* **Named region outline records**:
— Start —

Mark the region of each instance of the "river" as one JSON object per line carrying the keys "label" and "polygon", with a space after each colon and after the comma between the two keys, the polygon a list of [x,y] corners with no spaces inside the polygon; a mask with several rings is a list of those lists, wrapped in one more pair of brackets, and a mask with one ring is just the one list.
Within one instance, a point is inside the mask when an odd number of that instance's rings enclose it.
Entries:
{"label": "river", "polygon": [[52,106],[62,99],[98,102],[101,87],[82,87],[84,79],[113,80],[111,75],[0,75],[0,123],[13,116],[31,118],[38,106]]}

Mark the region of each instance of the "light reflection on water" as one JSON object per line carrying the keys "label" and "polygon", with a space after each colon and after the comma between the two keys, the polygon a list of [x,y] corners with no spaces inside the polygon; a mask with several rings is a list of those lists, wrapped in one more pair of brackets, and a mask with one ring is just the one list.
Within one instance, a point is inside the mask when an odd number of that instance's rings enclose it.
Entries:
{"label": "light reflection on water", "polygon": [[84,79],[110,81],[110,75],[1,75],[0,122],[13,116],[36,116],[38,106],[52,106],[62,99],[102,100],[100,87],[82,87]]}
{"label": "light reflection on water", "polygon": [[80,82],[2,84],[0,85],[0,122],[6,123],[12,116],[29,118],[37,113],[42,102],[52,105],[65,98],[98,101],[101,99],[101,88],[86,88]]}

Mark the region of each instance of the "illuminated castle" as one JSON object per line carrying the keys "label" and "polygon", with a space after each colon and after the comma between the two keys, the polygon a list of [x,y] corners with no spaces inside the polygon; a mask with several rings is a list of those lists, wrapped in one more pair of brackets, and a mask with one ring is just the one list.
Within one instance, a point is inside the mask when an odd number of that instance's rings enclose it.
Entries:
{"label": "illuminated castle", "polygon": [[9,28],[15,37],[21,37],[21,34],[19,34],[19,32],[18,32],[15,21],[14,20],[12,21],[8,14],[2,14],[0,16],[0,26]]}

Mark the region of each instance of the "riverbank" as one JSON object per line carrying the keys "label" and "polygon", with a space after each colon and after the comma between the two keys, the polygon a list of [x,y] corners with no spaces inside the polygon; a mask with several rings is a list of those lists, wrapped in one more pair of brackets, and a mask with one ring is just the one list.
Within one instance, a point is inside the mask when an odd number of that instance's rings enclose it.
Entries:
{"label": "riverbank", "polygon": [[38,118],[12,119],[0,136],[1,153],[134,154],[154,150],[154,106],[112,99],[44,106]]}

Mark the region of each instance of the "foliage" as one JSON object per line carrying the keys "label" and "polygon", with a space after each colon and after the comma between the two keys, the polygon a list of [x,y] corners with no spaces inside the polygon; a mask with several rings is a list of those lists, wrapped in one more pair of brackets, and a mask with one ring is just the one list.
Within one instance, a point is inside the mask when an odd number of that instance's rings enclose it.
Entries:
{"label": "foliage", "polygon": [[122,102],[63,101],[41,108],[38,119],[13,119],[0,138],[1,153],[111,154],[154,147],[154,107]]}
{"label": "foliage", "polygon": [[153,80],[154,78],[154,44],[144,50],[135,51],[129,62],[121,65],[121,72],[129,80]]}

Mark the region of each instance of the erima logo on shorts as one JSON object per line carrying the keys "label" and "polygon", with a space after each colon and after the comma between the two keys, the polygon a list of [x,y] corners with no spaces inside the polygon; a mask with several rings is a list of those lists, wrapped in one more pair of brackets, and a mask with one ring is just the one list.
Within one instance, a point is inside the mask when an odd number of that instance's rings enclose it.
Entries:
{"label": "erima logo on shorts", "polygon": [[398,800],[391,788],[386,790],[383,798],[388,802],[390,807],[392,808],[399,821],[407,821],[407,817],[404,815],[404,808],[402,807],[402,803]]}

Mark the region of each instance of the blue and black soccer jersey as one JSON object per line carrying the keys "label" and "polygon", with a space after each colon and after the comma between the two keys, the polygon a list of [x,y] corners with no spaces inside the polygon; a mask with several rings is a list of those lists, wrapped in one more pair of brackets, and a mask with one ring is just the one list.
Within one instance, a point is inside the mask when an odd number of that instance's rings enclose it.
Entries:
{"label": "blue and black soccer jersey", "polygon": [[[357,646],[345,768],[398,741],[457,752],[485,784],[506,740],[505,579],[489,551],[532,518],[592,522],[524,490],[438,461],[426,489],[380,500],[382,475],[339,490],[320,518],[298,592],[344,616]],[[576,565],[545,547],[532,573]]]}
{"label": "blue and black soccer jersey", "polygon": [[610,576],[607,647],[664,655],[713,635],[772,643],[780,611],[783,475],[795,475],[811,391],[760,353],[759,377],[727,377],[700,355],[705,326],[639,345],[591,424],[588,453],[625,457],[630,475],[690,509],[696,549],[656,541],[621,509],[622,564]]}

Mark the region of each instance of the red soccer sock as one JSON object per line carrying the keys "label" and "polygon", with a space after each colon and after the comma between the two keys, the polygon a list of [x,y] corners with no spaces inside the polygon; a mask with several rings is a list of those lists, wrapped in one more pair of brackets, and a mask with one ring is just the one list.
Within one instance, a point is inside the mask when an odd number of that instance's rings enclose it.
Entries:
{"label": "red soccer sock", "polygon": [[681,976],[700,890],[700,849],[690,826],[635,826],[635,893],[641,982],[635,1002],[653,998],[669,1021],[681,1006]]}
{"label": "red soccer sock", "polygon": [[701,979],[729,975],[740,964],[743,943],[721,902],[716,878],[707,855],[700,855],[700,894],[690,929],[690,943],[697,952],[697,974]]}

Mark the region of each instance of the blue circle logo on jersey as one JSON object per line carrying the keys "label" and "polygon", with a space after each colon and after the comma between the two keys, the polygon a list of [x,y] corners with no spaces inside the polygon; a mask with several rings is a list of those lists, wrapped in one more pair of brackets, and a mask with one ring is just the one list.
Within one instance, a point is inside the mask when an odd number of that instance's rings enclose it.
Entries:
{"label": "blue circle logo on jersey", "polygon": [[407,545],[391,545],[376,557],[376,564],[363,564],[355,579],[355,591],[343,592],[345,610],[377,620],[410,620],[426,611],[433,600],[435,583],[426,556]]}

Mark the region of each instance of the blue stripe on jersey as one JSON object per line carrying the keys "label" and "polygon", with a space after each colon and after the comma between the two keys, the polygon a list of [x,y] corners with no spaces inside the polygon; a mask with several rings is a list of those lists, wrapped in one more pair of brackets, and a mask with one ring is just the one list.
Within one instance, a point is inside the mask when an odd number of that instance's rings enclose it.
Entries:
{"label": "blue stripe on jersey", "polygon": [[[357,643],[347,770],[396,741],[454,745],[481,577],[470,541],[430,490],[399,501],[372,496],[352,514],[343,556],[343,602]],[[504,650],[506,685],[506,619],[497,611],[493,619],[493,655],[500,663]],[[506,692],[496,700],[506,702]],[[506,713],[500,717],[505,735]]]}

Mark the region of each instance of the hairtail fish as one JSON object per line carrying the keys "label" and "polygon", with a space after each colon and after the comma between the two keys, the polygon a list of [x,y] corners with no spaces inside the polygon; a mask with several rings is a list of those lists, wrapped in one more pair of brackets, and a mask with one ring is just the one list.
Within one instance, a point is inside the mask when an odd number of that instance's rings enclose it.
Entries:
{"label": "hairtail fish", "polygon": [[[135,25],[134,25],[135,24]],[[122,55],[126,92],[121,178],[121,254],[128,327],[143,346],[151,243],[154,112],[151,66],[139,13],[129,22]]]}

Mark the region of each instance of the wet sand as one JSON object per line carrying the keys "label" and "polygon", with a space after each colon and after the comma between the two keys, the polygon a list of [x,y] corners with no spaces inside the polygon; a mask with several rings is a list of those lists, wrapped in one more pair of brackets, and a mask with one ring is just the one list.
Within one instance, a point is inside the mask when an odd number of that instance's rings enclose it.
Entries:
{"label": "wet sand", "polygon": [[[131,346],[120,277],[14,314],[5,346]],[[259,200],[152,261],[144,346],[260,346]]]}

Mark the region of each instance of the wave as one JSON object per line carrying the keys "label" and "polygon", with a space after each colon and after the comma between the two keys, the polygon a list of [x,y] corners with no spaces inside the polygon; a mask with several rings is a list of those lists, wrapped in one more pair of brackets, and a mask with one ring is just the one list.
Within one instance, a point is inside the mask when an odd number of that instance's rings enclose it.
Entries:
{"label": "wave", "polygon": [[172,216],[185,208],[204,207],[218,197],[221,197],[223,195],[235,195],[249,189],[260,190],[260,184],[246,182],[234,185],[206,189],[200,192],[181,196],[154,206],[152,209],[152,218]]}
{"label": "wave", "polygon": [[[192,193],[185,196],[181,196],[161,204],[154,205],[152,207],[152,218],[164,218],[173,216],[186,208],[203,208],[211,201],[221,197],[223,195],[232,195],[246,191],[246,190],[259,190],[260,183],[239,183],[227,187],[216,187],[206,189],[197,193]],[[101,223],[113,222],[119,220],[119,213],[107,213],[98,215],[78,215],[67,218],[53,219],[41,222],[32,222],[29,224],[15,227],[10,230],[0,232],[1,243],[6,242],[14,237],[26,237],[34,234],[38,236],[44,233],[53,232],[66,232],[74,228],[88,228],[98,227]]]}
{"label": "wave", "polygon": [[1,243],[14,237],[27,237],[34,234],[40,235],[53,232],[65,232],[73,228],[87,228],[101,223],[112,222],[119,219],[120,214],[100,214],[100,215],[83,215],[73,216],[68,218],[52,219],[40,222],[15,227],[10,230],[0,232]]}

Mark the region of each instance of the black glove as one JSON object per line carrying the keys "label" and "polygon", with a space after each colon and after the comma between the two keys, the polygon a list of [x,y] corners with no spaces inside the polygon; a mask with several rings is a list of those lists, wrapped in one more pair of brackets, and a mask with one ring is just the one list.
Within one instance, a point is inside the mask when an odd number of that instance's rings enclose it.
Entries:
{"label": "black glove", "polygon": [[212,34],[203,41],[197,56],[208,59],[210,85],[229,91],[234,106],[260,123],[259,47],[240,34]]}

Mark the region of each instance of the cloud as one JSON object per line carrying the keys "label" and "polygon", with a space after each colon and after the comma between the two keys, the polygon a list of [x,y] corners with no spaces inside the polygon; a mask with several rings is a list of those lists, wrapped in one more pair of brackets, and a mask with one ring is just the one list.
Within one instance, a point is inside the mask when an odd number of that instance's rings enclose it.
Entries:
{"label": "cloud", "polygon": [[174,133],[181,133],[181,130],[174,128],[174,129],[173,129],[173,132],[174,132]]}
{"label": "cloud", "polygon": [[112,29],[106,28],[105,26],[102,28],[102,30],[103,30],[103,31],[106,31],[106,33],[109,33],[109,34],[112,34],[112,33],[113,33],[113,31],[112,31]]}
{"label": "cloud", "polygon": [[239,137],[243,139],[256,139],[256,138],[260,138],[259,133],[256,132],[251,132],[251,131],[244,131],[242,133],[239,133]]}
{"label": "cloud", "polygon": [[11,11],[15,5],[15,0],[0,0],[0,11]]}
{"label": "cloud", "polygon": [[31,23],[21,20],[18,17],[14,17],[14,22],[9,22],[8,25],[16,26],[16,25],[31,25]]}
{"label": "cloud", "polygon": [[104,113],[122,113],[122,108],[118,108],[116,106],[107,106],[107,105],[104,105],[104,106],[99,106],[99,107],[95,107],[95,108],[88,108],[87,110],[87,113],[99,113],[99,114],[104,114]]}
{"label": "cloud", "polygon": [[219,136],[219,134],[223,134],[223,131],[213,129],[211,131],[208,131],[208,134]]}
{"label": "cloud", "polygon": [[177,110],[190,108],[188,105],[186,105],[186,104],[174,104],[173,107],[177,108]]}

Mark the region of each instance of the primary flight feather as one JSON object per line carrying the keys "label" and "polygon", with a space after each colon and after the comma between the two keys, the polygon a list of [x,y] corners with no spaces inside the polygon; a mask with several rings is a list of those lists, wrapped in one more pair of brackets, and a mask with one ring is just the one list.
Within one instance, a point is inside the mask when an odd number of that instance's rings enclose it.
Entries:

— End —

Exactly and only the lines from the one containing "Mark the region of each instance of the primary" through the end of the material are to be reproduced, both ends included.

* **WORKED SOLUTION**:
Mark the region of each instance of the primary flight feather as one JSON object per line carrying the keys "label" and "polygon", with a space after each colon and after the comma between the two keys, the polygon a list of [x,y] corners with no spaces inside the polygon; a mask with several rings is a list of those lists, wrapped in one more pair of brackets, and a mask with one ring is just the one list.
Within one instance, a point is inside the mask when an odd number of that instance's rings enclose it.
Entries:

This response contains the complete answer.